## WRITTEN INSTRUCTION 1
From the rows below, reproduce verbatim the part that opens with the line containing "the dry brown" and closes with the line containing "273], [371, 178]]", including both of those lines.
-- START EXCERPT --
Version: v0.9.0a2

Spec

Spec-21-Content-Addressed-IDs

5 min readSpec contributor · Node operatorDraft · v0.9.0aN

What this spec defines

The content-addressed fact identifier (CID): deterministic, tamper-evident identifiers for the canonical body of a fact.

Extraction status

This component spec extracts the content-addressed fact ID material that previously lived in the monolithic stigmem-spec-v0.9.0a1.md lineage.

CIDs are core Stigmem behavior per ADR-011.

They are not an experimental plugin feature, and a conforming default node MUST compute CIDs for new facts.

Purpose

A CID is a deterministic, tamper-evident identifier for the canonical body of a fact. Unlike a UUID-style fact id, a CID can be recomputed independently from the fact payload.

CIDs provide:

Content integrity

Checks for stored facts.

Deduplication

For identical assertions.

Stable provenance

References across nodes and transports.

Defense-in-depth

A core layer for storage immutability.

CID format

A CID MUST use the sha256: prefix followed by 64 lowercase hexadecimal characters:

sha256:<64 lowercase hex chars>

The CID MUST be computed as:

CID = "sha256:" + hex_lowercase(SHA-256(canonical_fact_body_bytes))

Only lowercase hexadecimal output is valid for sha256: CIDs.

Strings beginning with sha256: that do not match this format MUST be treated as malformed CIDs.

Canonical fact body

The canonical fact body for v0.9.0aN CID computation contains exactly these fields:

{
  "confidence": 1.0,
  "entity": "stigmem://example/entity",
  "relation": "memory:prefers",
  "scope": "local",
  "source": "agent:example",
  "value_type": "string",
  "value_v": "dark mode"
-- END EXCERPT --
## WRITTEN INSTRUCTION 2
Translate this sentence from the spec on content-addressed IDs into Spanish: "Unlike a UUID-style fact id, a CID can be recomputed independently from the fact payload."
-- START RECORDS SUPPLIED --
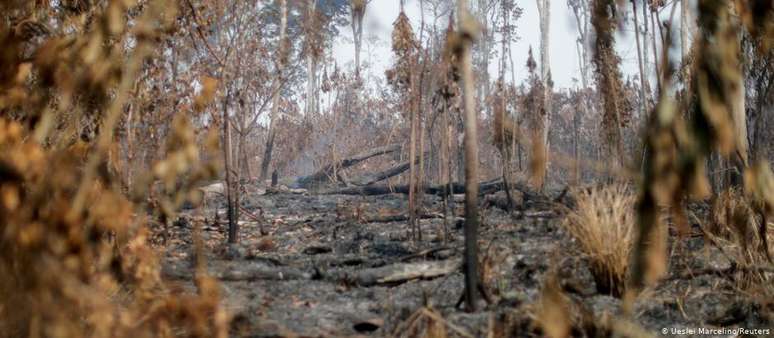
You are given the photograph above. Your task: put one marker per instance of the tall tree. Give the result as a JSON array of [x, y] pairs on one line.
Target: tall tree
[[544, 12], [462, 49], [281, 61], [358, 12]]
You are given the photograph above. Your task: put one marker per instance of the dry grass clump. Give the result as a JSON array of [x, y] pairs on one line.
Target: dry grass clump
[[603, 223]]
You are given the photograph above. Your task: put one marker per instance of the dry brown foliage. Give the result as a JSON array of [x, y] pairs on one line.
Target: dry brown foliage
[[603, 223], [74, 254]]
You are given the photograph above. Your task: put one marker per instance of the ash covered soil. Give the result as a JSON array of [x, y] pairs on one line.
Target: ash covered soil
[[337, 265]]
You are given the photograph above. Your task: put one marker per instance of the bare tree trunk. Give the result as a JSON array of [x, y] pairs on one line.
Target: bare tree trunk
[[358, 12], [643, 102], [653, 25], [233, 231], [471, 158], [544, 10], [266, 161]]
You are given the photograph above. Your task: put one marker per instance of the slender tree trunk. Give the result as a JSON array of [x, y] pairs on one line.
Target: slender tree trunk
[[653, 26], [471, 159], [233, 231], [643, 102], [268, 150], [544, 11]]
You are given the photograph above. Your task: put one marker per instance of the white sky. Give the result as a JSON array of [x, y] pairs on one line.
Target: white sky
[[380, 15]]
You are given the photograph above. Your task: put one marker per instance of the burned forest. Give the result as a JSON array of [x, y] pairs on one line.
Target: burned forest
[[386, 168]]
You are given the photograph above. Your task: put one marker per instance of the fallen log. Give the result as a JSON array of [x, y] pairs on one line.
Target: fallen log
[[253, 273], [327, 171], [398, 218], [456, 188], [396, 273], [371, 178]]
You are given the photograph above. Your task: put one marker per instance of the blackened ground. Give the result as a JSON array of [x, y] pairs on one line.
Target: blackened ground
[[294, 278]]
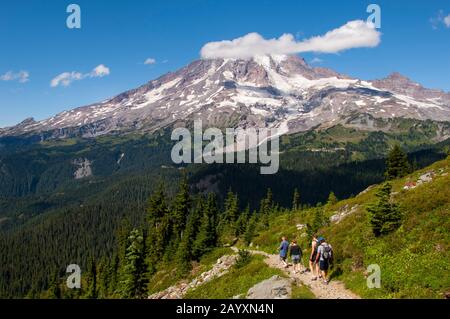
-- END RECORDS SUPPLIED --
## CORRECT ANSWER 1
You are given the photograph above. Your task: put one marker per instance of the dry brown foliage. Give the result as a JSON array of [x, y] pairs on one line.
Target: dry brown foliage
[[603, 223], [74, 254]]
You are given the photograph above. Your task: put one marker per instance of the ash covered soil. Give the result as a JSON array of [x, y] pairs on one line.
Target: ash covered soil
[[337, 265]]
You are given the photograph above. Your task: put one marker per instance of the bare tree trunk. Give the result as a JSON array of [x, y] pairs on one line.
Target: bare tree trunk
[[358, 12], [643, 102], [653, 25], [233, 231], [471, 158], [544, 10], [266, 161]]
You are given the photograph above. Your task: put one marker per instance of the slender tree trunk. Give the result as a JSON array of [x, y] pairs on one line.
Target: slender tree trunk
[[653, 26], [471, 159], [233, 231], [643, 102], [268, 150], [544, 11]]
You are given the photograph above. Your task: put one marker per instance of the white sky. Give the result as a JSON array of [x, y] pairs on one line.
Target: white sky
[[380, 15]]
You are given the photograph above. Your task: put one marker per instance of the burned forest. Give the result as a JSON array of [x, y] pairs on one line.
Target: burned forest
[[386, 168]]
You are given the photograph above. Your task: put one marker per instance of the fallen log. Give the result as a JSON array of [x, y] pairs on one line.
Target: fallen log
[[253, 273], [327, 171], [398, 218], [456, 188], [396, 273], [371, 178]]

## CORRECT ANSWER 2
A diferencia de un id de hecho de estilo UUID, un CID puede recalcularse de forma independiente a partir de la carga útil del hecho.